● Work item A: How would you say this sentence from the passage on German asylum law in German: "Accommodation, money for food and clothes were placed at their disposal."
● Work item B: Can you carry the passage on German asylum law forward from its final sentence?

● Source document:

◇ ◇ ◇ ◇ ◇

At the station, a doctor diagnosed his arm broken and said he required immediate hospital care. According to medical reports, he also suffered extensive bruising of his left arm, swelling and abrasions to the right side of his face and bruising of his jaw. Investigations were later opened into the allegations of ill treatment and the officers allegations that he had resisted them and used insulting behavior. In December, the Algerian was informed by the prosecuting authorities that his compliant of ill treatment had been rejected (Wochenendmagazin 1998, 4).
Another problem, which Germany is not able to cope with, is the high number of refugees trying to seek asylum every year. The famous Article 16 of the West German Karanovic7 Basic Law, which granted an almost unconditional right to asylum for any individual fleeing persecution, was written with refugees from the past in mind, especially ethnic German refugees (Hollifield 1994, 185). Hollifield shows that the German government was not specific enough with their law concerning the right for asylum.
Whitney explains in his article The World, Europeans Redefine What Makes A Citizen that citizenship, immigration and asylum are all connected issues. After the unification of Germany in 1990, refugees began pouring into the country and in 1992, 438. 191 people from the Balkans, Central Europe and elsewhere-claimed political asylum in Germany. Until 1993, German asylum law entitled anyone who set foot on German soil to make a claim and to make years of appeals if the claim was denied. In order to get control over the situation the asylum law had to change.
In 1993, the German Parliament changed the asylum law to make it possible for German authorities to repel unqualified applicants at the point of entry (Whitney 1996, 6). When the war in Yugoslavia started a large number of Bosnian war refugees sought asylum in Germany, which welcomed the refugees with open arms and helped them as well as they could. Accommodation, money for food and clothes were placed at their disposal. This hospitality soon turned to disfavor. Besides the money the refugees received, they tried to earn extra money by working illegally.

◇ ◇ ◇ ◇ ◇

● Dataset records:
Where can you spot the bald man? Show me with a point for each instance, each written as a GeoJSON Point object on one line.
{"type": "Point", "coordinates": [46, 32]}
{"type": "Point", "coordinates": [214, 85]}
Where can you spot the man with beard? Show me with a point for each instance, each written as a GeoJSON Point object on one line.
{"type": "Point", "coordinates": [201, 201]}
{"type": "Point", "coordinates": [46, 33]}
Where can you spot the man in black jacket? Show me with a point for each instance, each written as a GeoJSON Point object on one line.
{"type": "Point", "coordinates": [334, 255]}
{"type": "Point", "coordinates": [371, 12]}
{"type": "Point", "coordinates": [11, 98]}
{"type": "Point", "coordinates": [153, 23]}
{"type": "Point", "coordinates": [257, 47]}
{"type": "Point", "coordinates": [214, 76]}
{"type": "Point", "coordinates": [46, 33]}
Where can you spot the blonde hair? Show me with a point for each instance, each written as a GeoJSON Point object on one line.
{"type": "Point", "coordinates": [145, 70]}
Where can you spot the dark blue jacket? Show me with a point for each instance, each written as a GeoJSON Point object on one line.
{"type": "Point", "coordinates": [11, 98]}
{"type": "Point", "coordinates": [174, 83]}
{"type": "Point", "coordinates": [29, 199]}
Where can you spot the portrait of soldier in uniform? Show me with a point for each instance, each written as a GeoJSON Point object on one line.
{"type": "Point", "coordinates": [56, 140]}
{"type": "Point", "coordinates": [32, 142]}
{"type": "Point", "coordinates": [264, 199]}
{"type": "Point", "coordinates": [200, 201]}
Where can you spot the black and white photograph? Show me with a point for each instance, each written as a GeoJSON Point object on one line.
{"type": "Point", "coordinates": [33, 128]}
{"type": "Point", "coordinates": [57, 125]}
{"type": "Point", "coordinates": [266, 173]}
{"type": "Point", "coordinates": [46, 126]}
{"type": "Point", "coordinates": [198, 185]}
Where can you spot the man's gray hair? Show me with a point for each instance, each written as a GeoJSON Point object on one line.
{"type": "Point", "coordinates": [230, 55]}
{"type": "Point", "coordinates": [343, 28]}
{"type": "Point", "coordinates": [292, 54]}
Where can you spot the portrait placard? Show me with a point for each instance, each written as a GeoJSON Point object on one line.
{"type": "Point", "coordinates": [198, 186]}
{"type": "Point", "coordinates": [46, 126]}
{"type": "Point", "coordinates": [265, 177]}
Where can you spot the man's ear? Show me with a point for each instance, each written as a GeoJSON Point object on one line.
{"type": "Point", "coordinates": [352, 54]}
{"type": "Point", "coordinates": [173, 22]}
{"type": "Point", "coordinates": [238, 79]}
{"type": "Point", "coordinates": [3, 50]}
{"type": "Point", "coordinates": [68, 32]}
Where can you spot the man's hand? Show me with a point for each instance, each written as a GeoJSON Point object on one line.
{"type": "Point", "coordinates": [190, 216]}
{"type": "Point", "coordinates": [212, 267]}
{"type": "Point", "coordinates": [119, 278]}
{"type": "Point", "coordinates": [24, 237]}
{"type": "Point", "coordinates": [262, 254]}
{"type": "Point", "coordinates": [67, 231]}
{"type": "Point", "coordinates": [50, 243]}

◇ ◇ ◇ ◇ ◇

● Answer box A: Unterkunft, Geld für Essen und Kleidung wurden ihnen zur Verfügung gestellt.

● Answer box B:
It is not to blame that Germans become tired of refugees and do not agree to pay taxes for the well being of all asylum seekers in their country. The plan was to send back the Bosnians as soon as possible. The return of the Bosnian war refugees was planned to be completed by August 1992. This provoked strong criticism of the politicians in charge of the situation because continuing ethnic tensions in Bosnia provided unfavorable conditions for return. Returnees often found no means of sustaining their existence and were rejected by the local population.
Besides the concern with legal aliens, Germany has to fight back the illegal aliens who try to smuggle their way into the country. Smugglers put as many people as possible in a vehicle to increase their profit. Border patrol officers have found vehicles with people so tightly packed that some of them narrowly escaped suffocation. Smuggling renewed its popularity during the war in Kosovo when Kosovar Albanians attempted to enter Germany illegally. Of all the possibilities, the country of choice has long been Germany with a stable and growing economy.
Under the Nationality Act of 1913, which remains the law today, citizenship is based on the principle of jus sanguinis (i. e. by right of blood or descent rather than by jus soli or place of birth). Because of this policy, it is easier for a non-German speaking ethnic German from Eastern Europe to acquire German citizenship than it is for a third-generation resident alien who is fluent in the language and thoroughly privy to German ways but whose ancestors came from Turkey (Kommers 1997, 205). Not every foreigner wants to have a German citizenship only but a dual citizenship.